▶ [STATED PROBLEM A]: From the commit page below, list the constant names declared on the lines that follow the line beginning with "@".

====== SELECTED TEXT

Merge monospace text lines when importing from Evernote

2024-12-24 10:27:10 +02:00 · 2018-04-10 22:10:33 +02:00 · 2018-04-10 22:10:33 +02:00 · 16554b22c7
commit 16554b22c7
parent d5574098f0
1 changed files with 266 additions and 4 deletions
--- a/ReactNativeClient/lib/import-enex-md-gen.js
+++ b/ReactNativeClient/lib/import-enex-md-gen.js
@ -5,8 +5,235 @@ const BLOCK_CLOSE = "[[BLOCK_CLOSE]]";
 const NEWLINE = "[[NEWLINE]]";
 const NEWLINE_MERGED = "[[MERGED]]";
 const SPACE = "[[SPACE]]";
+// For monospace font detection (Courier, Menlo, Moncaco)

============

▶ [STATED PROBLEM B]: Lay out every line of the outline rows below as a Markdown table with the columns n (row number) and Line, skipping blank lines. Leave the pictures out.

====== RECORDED INFORMATION

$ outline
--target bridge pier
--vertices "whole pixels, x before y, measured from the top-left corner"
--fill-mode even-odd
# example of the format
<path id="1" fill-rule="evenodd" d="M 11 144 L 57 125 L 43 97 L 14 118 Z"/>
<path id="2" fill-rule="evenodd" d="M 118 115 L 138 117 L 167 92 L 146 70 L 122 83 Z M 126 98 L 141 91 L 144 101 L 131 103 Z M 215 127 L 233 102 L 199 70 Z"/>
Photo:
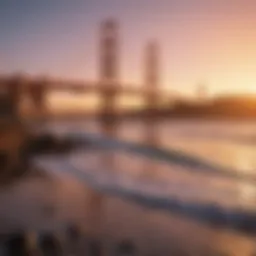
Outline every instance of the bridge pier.
<path id="1" fill-rule="evenodd" d="M 151 41 L 146 46 L 145 56 L 145 87 L 146 95 L 146 143 L 156 145 L 157 141 L 157 110 L 158 110 L 158 45 Z"/>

============

▶ [EXERCISE ANSWER A]: NEWLINE, NEWLINE_MERGED, SPACE

▶ [EXERCISE ANSWER B]:
| n | Line |
|---|---|
| 1 | $ outline |
| 2 | --target bridge pier |
| 3 | --vertices "whole pixels, x before y, measured from the top-left corner" |
| 4 | --fill-mode even-odd |
| 5 | # example of the format |
| 6 | <path id="1" fill-rule="evenodd" d="M 11 144 L 57 125 L 43 97 L 14 118 Z"/> |
| 7 | <path id="2" fill-rule="evenodd" d="M 118 115 L 138 117 L 167 92 L 146 70 L 122 83 Z M 126 98 L 141 91 L 144 101 L 131 103 Z M 215 127 L 233 102 L 199 70 Z"/> |
| 8 | Photo: |
| 9 | Outline every instance of the bridge pier. |
| 10 | <path id="1" fill-rule="evenodd" d="M 151 41 L 146 46 L 145 56 L 145 87 L 146 95 L 146 143 L 156 145 L 157 141 L 157 110 L 158 110 L 158 45 Z"/> |